(Beginning of Records provided)

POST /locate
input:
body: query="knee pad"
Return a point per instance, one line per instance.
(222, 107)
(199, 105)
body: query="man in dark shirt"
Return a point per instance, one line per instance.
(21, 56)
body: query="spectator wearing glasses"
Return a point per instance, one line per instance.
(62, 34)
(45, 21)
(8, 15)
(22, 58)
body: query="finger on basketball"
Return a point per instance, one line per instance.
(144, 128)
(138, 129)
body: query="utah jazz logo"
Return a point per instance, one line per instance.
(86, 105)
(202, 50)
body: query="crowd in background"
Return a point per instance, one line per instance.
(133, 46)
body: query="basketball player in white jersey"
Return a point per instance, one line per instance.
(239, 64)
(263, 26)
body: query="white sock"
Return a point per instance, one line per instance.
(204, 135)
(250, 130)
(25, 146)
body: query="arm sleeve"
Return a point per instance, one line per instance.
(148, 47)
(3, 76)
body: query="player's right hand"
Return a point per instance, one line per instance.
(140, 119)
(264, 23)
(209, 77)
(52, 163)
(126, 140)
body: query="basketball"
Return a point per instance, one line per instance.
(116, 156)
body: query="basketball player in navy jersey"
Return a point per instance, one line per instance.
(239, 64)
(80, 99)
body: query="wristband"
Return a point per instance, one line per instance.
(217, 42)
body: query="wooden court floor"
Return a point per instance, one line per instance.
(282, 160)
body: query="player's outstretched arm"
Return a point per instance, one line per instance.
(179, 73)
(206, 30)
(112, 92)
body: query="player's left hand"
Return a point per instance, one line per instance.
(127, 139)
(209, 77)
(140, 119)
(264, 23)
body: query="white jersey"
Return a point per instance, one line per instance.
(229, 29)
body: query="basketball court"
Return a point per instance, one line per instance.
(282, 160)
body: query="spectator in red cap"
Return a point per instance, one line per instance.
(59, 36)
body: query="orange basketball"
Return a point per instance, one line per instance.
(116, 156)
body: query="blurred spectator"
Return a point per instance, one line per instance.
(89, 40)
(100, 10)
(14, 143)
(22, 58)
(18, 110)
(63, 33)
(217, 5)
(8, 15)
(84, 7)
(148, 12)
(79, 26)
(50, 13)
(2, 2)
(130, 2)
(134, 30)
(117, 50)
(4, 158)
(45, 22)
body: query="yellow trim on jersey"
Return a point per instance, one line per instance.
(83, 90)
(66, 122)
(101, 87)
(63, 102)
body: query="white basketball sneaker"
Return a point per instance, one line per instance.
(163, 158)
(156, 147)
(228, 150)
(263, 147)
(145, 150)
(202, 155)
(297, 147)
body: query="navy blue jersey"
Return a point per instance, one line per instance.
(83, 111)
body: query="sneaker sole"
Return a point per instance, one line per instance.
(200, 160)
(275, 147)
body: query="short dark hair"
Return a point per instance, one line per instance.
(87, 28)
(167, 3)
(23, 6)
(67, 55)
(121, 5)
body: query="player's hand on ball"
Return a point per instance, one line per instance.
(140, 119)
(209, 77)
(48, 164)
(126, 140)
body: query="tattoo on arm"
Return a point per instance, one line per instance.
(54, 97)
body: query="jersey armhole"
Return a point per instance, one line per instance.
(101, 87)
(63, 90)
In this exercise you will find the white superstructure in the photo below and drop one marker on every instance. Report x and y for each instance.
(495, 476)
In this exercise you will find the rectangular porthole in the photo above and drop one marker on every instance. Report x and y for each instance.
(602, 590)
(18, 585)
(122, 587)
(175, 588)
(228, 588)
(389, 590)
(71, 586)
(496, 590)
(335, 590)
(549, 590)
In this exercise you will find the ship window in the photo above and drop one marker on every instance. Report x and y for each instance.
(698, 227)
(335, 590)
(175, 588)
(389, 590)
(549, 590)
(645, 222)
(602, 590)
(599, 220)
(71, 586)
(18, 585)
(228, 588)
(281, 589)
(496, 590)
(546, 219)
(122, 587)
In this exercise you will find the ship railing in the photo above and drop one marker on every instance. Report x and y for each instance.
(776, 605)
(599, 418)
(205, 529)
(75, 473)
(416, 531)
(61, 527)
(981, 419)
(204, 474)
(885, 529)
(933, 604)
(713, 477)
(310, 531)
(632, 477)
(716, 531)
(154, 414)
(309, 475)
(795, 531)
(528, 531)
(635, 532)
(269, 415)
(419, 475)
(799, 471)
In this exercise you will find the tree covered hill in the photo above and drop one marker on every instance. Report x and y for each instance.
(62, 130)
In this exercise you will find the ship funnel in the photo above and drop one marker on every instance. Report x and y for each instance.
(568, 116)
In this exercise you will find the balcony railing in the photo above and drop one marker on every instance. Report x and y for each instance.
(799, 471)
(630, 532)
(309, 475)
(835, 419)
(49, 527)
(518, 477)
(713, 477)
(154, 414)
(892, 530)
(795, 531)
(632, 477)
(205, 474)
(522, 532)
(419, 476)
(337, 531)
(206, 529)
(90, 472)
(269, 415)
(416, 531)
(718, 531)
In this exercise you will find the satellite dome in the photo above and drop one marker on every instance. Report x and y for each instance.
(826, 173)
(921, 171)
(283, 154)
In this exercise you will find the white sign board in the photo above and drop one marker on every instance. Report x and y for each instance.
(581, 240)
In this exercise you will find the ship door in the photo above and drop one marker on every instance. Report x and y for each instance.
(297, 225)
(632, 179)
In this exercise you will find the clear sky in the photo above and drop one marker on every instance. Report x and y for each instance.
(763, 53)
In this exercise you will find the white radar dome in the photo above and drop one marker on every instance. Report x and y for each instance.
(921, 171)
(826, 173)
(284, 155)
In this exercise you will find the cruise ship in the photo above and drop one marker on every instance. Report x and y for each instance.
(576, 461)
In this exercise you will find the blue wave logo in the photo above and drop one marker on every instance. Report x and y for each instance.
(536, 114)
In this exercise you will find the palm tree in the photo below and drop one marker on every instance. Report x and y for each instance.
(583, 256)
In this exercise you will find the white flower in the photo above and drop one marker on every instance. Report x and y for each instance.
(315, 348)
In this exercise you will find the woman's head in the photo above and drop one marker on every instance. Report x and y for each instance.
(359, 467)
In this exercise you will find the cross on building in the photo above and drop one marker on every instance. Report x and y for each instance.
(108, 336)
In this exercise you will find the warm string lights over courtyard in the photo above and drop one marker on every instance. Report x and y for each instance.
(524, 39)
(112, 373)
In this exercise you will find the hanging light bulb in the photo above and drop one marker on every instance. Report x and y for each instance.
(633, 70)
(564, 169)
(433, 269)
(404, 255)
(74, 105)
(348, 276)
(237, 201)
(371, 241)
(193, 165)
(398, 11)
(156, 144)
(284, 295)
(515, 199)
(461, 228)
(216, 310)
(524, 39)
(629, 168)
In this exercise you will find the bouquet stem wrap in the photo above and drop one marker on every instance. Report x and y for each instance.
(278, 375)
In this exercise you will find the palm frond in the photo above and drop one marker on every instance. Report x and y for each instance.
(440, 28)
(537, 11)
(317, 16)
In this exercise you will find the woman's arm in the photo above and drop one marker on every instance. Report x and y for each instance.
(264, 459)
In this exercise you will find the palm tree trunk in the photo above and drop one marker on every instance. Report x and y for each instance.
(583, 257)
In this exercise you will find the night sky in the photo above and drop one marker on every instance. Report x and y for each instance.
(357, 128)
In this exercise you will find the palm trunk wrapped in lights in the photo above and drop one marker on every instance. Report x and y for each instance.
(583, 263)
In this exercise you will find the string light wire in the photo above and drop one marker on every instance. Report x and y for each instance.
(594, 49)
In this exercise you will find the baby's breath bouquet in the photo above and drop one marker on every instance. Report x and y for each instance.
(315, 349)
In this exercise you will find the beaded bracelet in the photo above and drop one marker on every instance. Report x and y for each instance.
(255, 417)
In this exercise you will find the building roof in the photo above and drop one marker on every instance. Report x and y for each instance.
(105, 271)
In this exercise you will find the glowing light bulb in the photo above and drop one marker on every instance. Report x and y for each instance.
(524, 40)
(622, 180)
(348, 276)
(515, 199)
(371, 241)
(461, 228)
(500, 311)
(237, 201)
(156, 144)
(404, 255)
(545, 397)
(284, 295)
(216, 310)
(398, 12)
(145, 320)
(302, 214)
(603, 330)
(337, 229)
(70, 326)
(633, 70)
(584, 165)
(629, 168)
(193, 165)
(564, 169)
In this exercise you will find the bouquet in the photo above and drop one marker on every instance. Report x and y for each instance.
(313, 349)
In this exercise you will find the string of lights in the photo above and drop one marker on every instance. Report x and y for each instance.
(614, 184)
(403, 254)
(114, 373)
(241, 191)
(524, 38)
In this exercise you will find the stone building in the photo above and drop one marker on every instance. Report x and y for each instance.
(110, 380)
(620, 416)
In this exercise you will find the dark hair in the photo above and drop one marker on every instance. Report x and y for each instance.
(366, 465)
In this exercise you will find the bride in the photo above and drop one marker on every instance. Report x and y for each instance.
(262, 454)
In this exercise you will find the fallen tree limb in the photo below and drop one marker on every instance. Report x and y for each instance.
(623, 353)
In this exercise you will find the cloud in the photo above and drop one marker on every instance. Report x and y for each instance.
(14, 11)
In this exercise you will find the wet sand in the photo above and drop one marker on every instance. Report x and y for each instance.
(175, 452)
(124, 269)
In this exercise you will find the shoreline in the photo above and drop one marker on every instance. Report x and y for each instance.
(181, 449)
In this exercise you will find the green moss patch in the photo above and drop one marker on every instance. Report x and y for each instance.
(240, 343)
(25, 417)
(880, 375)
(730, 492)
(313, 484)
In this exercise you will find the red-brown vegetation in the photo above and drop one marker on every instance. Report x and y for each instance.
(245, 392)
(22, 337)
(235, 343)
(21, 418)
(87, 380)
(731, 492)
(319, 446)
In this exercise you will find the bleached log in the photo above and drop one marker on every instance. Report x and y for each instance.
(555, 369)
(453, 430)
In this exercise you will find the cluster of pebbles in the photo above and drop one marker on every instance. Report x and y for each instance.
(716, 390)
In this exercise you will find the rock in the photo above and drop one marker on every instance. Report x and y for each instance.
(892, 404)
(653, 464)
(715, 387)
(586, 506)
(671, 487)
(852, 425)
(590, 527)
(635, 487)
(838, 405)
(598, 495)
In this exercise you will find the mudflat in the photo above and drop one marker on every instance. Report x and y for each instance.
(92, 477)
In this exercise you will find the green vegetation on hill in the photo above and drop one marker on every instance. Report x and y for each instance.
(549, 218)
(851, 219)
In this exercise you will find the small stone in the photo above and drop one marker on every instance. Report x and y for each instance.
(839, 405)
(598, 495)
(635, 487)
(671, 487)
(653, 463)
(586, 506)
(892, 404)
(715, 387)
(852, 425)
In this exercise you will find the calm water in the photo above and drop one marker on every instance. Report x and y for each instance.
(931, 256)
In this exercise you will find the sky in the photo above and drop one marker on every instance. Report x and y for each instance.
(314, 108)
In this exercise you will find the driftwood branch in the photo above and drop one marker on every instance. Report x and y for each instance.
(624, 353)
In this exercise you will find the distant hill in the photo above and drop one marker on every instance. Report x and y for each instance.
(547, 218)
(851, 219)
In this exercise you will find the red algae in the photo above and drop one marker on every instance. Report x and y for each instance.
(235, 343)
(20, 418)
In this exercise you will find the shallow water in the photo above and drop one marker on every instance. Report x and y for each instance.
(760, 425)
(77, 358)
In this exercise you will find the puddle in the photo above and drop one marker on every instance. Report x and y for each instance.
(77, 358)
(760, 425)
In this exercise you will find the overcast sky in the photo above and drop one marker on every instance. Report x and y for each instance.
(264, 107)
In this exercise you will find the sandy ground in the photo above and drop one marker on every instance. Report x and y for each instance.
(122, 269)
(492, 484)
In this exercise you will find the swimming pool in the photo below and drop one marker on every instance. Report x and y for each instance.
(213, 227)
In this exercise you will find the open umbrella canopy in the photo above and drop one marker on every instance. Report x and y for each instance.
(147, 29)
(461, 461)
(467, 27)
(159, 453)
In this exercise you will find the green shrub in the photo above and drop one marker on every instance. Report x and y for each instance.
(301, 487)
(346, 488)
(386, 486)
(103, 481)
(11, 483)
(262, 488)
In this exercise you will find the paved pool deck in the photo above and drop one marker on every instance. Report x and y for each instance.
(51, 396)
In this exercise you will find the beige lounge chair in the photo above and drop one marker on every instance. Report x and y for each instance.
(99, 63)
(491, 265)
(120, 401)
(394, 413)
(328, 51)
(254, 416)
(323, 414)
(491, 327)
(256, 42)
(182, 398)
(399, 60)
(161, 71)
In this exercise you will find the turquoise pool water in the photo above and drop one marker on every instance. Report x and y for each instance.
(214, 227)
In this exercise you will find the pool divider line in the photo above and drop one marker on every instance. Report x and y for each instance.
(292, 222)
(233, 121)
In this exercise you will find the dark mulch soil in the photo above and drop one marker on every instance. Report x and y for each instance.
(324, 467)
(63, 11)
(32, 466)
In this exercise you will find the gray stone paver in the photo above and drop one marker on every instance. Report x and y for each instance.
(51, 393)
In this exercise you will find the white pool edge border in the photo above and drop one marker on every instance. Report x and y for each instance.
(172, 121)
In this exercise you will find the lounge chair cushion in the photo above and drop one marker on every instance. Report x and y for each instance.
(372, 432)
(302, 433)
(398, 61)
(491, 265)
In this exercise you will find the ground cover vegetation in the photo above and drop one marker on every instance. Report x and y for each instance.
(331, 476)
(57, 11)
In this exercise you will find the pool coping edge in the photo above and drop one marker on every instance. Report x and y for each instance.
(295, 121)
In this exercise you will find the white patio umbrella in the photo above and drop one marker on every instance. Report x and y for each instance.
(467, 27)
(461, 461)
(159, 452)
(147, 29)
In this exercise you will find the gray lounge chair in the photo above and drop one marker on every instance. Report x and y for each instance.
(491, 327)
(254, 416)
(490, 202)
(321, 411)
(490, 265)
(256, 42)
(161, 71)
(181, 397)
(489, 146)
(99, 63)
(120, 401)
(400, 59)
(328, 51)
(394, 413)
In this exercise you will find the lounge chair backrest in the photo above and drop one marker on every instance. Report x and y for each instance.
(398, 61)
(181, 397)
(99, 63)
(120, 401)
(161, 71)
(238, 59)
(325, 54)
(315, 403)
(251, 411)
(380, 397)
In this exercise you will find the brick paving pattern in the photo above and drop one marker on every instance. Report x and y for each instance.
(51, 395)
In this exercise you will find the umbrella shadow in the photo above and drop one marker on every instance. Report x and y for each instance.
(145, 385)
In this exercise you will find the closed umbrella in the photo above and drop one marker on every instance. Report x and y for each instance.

(End of Records provided)

◆ **About this task**: How many lines in the records contain the word "player"? Answer with the number alone.

◆ **The answer**: 6